Prompt » Reproduce each of the following lines word for word, with no changes.
## Begin Provided data
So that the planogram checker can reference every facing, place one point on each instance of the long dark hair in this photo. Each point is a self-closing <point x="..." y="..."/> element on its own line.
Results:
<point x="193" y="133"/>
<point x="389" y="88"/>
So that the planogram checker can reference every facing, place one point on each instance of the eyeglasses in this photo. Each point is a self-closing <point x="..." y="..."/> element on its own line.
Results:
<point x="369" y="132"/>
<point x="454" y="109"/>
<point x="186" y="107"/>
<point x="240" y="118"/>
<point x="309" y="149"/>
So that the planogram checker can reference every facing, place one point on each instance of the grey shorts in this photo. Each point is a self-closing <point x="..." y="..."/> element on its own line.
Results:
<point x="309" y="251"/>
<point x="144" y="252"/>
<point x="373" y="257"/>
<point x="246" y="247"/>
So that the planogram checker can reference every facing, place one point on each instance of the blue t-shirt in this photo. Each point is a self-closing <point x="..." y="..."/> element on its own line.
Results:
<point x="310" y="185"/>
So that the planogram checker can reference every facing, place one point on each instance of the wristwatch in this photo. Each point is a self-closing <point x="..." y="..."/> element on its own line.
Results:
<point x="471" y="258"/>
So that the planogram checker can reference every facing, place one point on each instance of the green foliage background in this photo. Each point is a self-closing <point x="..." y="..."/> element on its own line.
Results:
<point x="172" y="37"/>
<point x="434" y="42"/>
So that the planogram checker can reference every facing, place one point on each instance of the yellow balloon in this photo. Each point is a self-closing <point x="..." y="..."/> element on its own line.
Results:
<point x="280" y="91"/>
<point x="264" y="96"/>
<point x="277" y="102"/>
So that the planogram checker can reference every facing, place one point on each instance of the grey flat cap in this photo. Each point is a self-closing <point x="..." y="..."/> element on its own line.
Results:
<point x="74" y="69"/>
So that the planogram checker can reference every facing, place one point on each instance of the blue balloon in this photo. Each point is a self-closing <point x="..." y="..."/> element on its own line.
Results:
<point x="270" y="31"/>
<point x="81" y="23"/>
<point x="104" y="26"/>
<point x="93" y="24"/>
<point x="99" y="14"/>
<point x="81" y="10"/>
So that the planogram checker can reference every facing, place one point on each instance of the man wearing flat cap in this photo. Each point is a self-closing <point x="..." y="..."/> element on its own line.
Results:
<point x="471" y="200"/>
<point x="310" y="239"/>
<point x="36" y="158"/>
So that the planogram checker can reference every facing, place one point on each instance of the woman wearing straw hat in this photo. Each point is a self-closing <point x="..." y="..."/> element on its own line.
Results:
## End Provided data
Exercise response »
So that the planogram checker can reference every facing, place one point on each instance of the long dark hair in this photo. Each point is a self-closing <point x="..." y="..."/> element on its own line.
Results:
<point x="193" y="133"/>
<point x="389" y="88"/>
So that the planogram checker can reference every facing, place one point on each instance of the eyeglasses in this photo. Each point is a self-closing <point x="..." y="..."/> element on its own line.
Results:
<point x="369" y="132"/>
<point x="454" y="109"/>
<point x="186" y="107"/>
<point x="240" y="118"/>
<point x="309" y="149"/>
So that the planogram checker can reference every facing, place one point on each instance of the grey shorts in this photo. Each point is a self-closing <point x="..." y="..."/> element on its own line.
Results:
<point x="309" y="251"/>
<point x="144" y="252"/>
<point x="373" y="257"/>
<point x="246" y="247"/>
So that the planogram checker can reference every facing, place one point on each instance of the blue t-shirt in this photo. Each point is a self-closing <point x="..." y="..."/> element on its own line.
Results:
<point x="310" y="185"/>
So that the planogram checker can reference every facing, place one point on each instance of the wristwatch in this photo. Each point is a self-closing <point x="..." y="..."/> element on its own line.
Results:
<point x="471" y="258"/>
So that the planogram checker can reference every facing, place one point on each instance of the green foliage background in this photo. Each point is a self-closing <point x="..." y="..."/> element on its own line.
Results:
<point x="172" y="37"/>
<point x="434" y="42"/>
So that the planogram checker can reference every facing, place one point on each instance of the yellow balloon in this photo. Each point is a self-closing <point x="..." y="..."/> element on its own line.
Results:
<point x="280" y="91"/>
<point x="264" y="96"/>
<point x="277" y="102"/>
So that the planogram checker can reference every facing, place one point on each instance of the grey flat cap in this photo. Each point is a self-closing <point x="..." y="..."/> element on its own line.
Results:
<point x="74" y="69"/>
So that the planogram checker can reference every facing, place one point on each instance of the blue balloon in this photo. Each point is a self-closing <point x="..." y="..."/> element on its own line.
Results:
<point x="270" y="31"/>
<point x="81" y="23"/>
<point x="104" y="26"/>
<point x="93" y="24"/>
<point x="99" y="14"/>
<point x="81" y="10"/>
So that the planogram checker can reference every facing, place one point on each instance of the man wearing flat cap in this photo. Each point is a self-closing <point x="..." y="..."/> element on its own line.
Results:
<point x="471" y="200"/>
<point x="310" y="239"/>
<point x="36" y="158"/>
So that the planogram checker can reference every facing, place one point on each instance of the woman wearing straw hat in this photo. Each point is a self-closing <point x="..." y="..."/> element on its own line.
Results:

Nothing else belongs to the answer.